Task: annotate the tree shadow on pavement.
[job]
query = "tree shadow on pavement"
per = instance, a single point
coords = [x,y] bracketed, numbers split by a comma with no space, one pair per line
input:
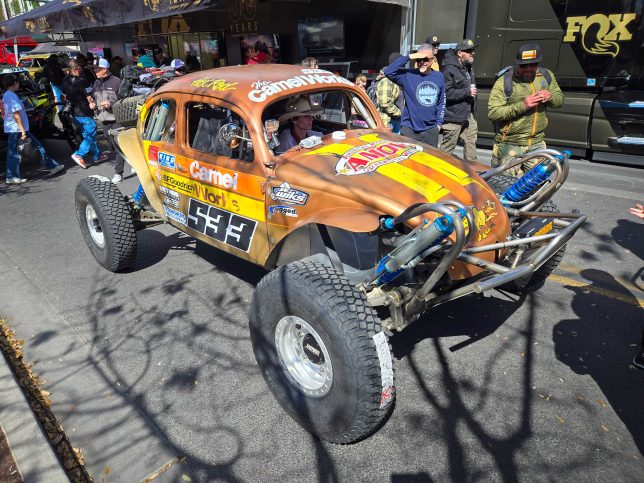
[475,316]
[602,341]
[456,416]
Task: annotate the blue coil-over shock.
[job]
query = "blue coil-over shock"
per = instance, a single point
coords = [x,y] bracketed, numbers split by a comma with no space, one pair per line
[530,181]
[425,236]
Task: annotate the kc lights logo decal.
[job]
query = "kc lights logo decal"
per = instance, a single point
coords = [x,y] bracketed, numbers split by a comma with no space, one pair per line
[427,93]
[369,157]
[600,33]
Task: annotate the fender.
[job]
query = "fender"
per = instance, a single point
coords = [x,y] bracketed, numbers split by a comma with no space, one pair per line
[130,146]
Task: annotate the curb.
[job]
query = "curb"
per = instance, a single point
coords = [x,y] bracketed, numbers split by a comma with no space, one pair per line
[31,450]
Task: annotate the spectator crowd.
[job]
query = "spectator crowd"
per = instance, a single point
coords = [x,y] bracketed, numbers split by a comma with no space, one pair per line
[414,95]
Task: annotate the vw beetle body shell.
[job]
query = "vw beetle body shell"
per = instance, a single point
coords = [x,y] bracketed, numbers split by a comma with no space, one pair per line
[248,209]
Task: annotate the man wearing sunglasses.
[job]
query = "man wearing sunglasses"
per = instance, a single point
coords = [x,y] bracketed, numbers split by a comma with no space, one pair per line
[518,110]
[424,93]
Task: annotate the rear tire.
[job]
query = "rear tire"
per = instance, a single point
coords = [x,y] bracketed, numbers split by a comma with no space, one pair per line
[500,183]
[322,351]
[106,223]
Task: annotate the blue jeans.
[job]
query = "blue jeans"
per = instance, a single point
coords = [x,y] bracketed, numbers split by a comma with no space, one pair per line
[395,125]
[89,144]
[13,158]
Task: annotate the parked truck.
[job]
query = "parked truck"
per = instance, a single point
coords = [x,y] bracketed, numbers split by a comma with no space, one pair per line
[594,47]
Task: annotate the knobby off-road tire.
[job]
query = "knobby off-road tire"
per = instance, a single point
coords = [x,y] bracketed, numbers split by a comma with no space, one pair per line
[500,183]
[106,223]
[126,110]
[322,351]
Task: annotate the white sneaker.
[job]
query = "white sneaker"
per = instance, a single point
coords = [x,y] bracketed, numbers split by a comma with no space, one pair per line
[56,169]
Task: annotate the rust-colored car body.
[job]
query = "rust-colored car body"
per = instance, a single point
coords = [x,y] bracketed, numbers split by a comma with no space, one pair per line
[346,183]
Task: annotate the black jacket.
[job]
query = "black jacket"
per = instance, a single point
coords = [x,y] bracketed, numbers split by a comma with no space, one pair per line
[457,89]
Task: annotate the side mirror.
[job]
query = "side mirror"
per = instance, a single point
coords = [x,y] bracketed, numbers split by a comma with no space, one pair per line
[229,135]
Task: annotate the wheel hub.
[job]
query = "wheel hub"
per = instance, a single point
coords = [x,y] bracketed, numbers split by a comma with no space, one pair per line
[94,226]
[303,356]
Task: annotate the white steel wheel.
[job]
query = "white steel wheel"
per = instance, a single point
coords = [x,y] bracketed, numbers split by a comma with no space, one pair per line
[303,355]
[94,226]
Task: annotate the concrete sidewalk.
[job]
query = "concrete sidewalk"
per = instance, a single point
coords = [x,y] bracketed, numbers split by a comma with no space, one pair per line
[85,399]
[34,456]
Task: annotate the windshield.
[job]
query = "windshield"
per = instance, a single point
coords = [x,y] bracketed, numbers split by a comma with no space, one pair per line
[315,114]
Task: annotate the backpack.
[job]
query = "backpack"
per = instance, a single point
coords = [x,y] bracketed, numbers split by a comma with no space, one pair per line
[507,73]
[129,76]
[372,92]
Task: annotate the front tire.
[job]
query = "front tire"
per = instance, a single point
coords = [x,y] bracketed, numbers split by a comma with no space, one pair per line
[321,349]
[106,223]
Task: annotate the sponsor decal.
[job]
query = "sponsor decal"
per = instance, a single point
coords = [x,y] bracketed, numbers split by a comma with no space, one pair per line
[166,160]
[286,194]
[262,90]
[528,54]
[369,157]
[386,368]
[213,176]
[223,226]
[282,210]
[483,219]
[183,185]
[170,197]
[224,199]
[217,85]
[427,93]
[175,215]
[600,33]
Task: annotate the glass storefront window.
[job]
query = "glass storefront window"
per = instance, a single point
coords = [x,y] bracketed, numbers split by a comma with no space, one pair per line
[212,49]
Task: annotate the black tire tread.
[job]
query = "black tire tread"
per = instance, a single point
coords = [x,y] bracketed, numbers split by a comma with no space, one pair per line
[360,322]
[119,227]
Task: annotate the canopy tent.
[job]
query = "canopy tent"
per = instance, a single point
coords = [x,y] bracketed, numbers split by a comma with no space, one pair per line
[73,15]
[51,47]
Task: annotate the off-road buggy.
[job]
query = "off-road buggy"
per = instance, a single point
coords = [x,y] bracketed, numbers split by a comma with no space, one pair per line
[362,231]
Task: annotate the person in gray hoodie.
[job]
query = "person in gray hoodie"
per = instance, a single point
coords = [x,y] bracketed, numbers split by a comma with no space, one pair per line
[105,92]
[460,91]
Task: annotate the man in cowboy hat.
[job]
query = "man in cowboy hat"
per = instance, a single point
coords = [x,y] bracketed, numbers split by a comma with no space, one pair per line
[517,106]
[300,113]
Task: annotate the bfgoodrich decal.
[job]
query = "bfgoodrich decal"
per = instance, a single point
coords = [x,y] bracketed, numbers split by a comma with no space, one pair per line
[223,226]
[175,215]
[166,160]
[286,194]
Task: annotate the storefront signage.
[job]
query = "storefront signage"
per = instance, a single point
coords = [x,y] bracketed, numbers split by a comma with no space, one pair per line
[168,25]
[242,16]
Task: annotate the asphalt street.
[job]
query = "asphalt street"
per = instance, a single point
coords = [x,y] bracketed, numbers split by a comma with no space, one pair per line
[156,364]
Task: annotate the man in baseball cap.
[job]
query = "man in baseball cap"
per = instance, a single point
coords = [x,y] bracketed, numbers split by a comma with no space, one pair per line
[300,112]
[460,92]
[105,93]
[517,106]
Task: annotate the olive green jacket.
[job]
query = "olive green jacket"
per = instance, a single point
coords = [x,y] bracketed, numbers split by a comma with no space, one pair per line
[514,124]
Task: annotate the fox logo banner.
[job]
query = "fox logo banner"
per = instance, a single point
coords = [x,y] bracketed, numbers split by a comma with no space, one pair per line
[600,33]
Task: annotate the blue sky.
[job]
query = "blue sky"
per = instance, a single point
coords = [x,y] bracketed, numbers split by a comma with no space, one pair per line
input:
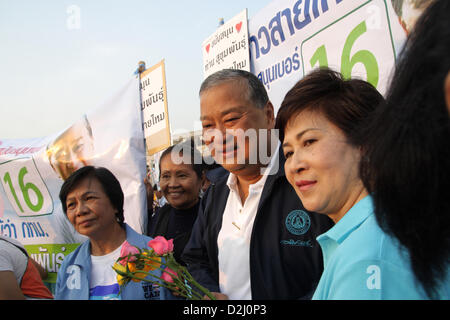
[50,74]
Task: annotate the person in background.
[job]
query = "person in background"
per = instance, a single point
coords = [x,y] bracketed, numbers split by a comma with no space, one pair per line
[408,11]
[407,167]
[92,199]
[20,276]
[321,121]
[181,183]
[252,238]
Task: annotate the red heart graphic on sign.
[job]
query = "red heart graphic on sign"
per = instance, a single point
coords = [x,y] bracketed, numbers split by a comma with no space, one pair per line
[238,26]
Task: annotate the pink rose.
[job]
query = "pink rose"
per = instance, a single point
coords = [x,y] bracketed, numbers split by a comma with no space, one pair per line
[160,245]
[125,251]
[168,275]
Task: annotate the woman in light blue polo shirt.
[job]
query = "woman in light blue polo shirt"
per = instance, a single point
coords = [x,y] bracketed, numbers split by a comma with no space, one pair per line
[320,121]
[92,199]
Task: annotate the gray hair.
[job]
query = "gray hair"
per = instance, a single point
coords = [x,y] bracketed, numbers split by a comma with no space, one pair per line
[256,93]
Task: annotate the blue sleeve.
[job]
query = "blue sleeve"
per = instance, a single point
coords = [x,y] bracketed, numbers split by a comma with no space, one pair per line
[367,280]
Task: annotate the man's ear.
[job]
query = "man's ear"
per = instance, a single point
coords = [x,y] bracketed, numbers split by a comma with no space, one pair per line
[447,91]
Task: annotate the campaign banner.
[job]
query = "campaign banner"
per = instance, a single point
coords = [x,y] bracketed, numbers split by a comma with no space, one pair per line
[288,39]
[154,108]
[32,172]
[227,47]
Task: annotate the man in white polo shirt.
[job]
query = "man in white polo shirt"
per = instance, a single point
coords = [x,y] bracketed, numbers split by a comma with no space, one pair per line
[252,239]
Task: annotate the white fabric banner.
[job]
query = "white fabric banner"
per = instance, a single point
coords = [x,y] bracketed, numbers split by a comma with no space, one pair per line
[32,172]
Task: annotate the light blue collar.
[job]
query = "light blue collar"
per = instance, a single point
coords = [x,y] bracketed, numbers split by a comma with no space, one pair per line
[350,221]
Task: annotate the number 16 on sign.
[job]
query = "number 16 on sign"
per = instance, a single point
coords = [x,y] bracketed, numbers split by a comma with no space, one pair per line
[25,189]
[357,45]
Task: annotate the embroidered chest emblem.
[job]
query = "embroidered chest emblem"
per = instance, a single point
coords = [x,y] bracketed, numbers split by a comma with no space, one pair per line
[298,222]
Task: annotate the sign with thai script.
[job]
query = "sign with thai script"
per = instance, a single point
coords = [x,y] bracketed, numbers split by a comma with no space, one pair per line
----------
Your assignment ::
Where a line above holds the string "emblem", show that line.

Solution to the exercise ::
Task: annotate the embroidered chest emblem.
query = "embroidered chest emblem"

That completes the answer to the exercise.